Фрагмент текста =
----------------

Добиться успеха, было, однако, очень трудно, a если кому и удавалось обойти разные преграды встречаемые печатью, тот достигал одной лишь несущественной цели, в виде рукоплесканий публики, на соразмерное же материальное вознаграждение нечего было надеяться в то время, когда и первостепенные пьесы не давали авторам более 2,000 реалов.

Приведем здесь, ради иллюстрации, краткую характеристику дона Карильо, главного театрального цензора, без санкции которого не могло пройти на сцену ни одно драматическое произведение. “Отец Каридьо, монах из обители della Victoria, был человек дородный, даже тучный, одинаково тяжелый как на поступь, так и на понимание. Опрятность видимо не входила в число его добродетелей: всегда грязный, нечесаный, с явными следами нюхательного табаку на платье, он одним уже своим внешним видом производил отталкивающее впечатление. Вместе с театральным цензорством отец Карильо соединял обязанности духовника преступников, осужденных на смерть, и приобрел известность в этой второй профессии, резко отличаясь даже от своих собратий бессердечностью и грубостью отношения к жертвам, когда они в последний раз склонялись перед алтарем, желая, может быть, излить в покаянии всю скорбь, разрывавшую сердце. В такие-то минуты, если духовник находил несчастного слишком преступным, он говорил ему с угрожающим жестом: “Довольно, тебе прямая дорога в ад!”.

----------------

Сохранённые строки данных
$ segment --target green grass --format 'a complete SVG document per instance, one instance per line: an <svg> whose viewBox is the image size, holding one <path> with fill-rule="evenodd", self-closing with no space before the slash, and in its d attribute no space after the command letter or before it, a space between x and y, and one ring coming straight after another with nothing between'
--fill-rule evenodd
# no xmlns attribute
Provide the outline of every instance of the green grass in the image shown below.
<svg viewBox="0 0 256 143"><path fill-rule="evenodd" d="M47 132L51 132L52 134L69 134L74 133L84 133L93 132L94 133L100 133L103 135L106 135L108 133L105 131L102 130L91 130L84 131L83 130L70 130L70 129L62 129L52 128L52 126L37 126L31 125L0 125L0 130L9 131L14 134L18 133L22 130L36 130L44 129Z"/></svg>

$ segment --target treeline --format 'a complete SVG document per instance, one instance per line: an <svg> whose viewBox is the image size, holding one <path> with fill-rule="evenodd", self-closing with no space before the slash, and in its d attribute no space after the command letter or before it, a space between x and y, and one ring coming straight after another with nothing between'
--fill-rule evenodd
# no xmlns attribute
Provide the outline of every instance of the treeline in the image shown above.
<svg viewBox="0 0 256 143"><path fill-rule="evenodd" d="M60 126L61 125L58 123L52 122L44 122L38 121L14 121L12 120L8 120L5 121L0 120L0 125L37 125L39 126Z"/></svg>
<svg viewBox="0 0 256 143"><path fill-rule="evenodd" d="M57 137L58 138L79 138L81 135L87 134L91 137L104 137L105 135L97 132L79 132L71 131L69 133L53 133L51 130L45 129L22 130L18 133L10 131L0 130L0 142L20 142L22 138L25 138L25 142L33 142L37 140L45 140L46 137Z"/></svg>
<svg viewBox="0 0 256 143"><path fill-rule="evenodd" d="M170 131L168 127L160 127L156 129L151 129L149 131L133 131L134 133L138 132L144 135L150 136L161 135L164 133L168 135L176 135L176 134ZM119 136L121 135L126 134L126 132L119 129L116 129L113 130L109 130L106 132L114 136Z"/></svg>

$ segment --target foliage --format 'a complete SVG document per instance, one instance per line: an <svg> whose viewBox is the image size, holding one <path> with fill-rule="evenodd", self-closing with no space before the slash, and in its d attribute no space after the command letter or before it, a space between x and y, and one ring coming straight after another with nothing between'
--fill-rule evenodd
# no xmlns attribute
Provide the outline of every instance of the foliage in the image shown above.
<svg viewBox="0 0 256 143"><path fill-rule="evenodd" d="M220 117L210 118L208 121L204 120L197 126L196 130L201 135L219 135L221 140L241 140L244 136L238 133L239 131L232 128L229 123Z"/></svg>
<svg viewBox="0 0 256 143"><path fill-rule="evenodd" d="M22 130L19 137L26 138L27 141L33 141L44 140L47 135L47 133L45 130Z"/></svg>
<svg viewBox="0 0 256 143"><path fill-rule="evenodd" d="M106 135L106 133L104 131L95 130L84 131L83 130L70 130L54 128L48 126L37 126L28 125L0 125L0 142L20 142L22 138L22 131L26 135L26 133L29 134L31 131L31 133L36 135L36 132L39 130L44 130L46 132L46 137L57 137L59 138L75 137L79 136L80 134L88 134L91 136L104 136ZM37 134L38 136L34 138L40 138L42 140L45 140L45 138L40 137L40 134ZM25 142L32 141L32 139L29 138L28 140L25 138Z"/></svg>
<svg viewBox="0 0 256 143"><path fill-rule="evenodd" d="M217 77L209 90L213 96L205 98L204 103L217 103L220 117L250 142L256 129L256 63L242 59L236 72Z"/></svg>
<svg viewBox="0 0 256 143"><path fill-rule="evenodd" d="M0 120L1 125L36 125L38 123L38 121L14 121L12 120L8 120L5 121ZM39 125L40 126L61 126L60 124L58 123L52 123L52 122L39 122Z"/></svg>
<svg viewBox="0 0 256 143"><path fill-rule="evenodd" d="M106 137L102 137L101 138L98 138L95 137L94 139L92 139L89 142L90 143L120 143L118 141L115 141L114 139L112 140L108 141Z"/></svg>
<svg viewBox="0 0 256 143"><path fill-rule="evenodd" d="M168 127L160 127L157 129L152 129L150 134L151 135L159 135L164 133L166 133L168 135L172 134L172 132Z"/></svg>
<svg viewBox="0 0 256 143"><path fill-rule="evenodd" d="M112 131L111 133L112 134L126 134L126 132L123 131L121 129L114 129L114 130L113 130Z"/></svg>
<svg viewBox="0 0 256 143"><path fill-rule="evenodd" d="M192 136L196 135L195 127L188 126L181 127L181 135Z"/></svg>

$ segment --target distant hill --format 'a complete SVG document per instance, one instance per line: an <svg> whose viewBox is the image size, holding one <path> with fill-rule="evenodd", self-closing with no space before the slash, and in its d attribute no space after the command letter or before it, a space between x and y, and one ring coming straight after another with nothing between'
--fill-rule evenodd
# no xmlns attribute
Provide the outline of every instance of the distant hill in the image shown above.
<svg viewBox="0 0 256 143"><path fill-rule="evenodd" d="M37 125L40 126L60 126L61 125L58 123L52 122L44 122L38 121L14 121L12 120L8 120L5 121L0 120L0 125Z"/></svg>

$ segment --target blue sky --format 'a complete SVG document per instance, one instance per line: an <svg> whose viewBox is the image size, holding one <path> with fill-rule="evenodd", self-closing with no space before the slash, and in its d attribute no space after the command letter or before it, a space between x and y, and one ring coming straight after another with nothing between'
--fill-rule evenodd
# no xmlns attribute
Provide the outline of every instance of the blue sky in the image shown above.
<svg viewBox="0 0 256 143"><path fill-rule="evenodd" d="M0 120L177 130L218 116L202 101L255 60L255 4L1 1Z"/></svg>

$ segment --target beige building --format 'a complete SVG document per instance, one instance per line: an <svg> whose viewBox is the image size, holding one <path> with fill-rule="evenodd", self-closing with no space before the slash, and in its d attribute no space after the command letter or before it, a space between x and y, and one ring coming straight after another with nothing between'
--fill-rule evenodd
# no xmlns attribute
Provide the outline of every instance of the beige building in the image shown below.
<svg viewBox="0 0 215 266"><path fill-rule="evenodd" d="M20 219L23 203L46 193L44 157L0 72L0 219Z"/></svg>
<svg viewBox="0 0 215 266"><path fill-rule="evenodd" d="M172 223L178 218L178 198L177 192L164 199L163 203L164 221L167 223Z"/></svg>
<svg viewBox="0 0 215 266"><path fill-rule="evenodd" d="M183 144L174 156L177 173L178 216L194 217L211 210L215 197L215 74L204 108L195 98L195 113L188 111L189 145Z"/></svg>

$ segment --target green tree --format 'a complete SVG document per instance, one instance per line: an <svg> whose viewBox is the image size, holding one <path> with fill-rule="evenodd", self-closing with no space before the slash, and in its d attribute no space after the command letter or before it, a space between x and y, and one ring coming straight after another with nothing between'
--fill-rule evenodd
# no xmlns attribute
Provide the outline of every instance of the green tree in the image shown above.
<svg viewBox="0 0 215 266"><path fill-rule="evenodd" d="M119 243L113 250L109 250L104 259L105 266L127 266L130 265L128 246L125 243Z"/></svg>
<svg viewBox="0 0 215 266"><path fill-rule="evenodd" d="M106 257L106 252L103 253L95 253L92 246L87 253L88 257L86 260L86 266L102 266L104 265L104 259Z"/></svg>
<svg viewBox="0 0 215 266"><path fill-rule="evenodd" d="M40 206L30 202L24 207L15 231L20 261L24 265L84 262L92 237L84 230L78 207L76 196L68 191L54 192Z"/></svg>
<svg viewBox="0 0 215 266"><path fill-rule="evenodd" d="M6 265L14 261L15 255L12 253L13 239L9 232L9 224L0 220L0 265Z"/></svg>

----------------

Задание =
Выпишите из отрывка о театральной цензуре часть между словами «Добиться успеха, было, однако, очень» и «более 2,000 реалов.» включительно.

Поле ответа =
Добиться успеха, было, однако, очень трудно, a если кому и удавалось обойти разные преграды встречаемые печатью, тот достигал одной лишь несущественной цели, в виде рукоплесканий публики, на соразмерное же материальное вознаграждение нечего было надеяться в то время, когда и первостепенные пьесы не давали авторам более 2,000 реалов.